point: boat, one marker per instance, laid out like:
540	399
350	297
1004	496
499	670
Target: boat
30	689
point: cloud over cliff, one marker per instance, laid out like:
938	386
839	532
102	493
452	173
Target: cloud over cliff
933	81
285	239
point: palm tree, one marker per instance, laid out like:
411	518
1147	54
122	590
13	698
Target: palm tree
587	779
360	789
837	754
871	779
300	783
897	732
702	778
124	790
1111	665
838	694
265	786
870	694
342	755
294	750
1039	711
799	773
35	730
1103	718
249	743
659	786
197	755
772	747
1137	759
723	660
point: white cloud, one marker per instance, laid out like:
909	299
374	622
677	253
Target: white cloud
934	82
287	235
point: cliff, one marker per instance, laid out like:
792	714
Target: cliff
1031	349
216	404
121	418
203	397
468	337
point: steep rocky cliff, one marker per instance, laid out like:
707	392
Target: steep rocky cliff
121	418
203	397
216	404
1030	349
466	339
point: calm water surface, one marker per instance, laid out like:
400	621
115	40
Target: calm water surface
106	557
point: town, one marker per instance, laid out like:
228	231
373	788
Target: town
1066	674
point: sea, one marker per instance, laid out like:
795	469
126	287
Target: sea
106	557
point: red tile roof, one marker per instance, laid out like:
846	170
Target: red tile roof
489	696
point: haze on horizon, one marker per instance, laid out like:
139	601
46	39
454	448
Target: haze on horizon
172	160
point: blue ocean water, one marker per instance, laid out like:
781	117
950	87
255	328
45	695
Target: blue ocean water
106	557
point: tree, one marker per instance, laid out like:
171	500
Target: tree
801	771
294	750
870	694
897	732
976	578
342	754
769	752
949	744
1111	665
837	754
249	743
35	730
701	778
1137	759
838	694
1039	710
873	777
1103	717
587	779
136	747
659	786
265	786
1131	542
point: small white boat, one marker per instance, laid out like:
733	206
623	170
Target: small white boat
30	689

- Problem description: Give a word-for-word copy of the records.

- The response:
point: boat, one marker per instance, laid out like:
540	399
350	297
1004	496
499	670
Target: boat
30	689
point: cloud over cliff, one marker per instance, laid out like:
938	386
839	532
102	493
452	173
Target: cloud over cliff
933	81
285	239
point: palm tree, one marker per instance, laid out like:
411	518
1147	54
122	590
13	698
Target: palm tree
587	779
360	789
837	754
871	779
300	783
897	732
702	778
124	790
1111	665
838	694
265	786
870	694
342	755
294	750
1039	711
799	773
35	730
1103	718
249	743
659	786
197	755
772	747
1137	759
723	660
point: white cloud, one marker per instance, laid out like:
909	299
374	622
677	253
Target: white cloud
934	82
287	235
point: cliff, one marker per instance, laid out like:
792	714
Target: cliff
1031	349
216	404
121	418
203	397
468	337
point: steep rocky cliff, one marker per instance, laid out like:
707	392
Target: steep rocky cliff
121	418
203	397
216	404
1030	349
466	339
point: calm water surface, one marker per instance, laid out like:
400	621
115	40
Target: calm water surface
106	557
point: town, one marker per instance, laid out like:
228	231
373	788
Target: town
1066	674
point: sea, one marker per instance, laid out like:
795	469
126	287
Target: sea
106	557
point: red tile roof, one marker per instance, laid out like:
846	170
Target: red tile roof
489	696
point: haze on horizon, one marker per instance, laid out like:
139	601
46	39
454	448
Target: haze on horizon
172	160
point: blue ocean water, one marker per instance, laid out like:
781	117
950	87
255	328
45	695
Target: blue ocean water
106	557
point: tree, one marker per instance, laid out like:
171	500
Target: tree
801	771
294	750
870	694
897	732
976	578
342	754
769	752
949	744
1111	665
837	754
249	743
35	730
701	778
1137	759
838	694
1039	710
873	777
1103	717
587	779
136	747
659	786
265	786
1131	542
point: small white boat, one marker per instance, laid out like:
733	206
623	170
Target: small white boat
30	689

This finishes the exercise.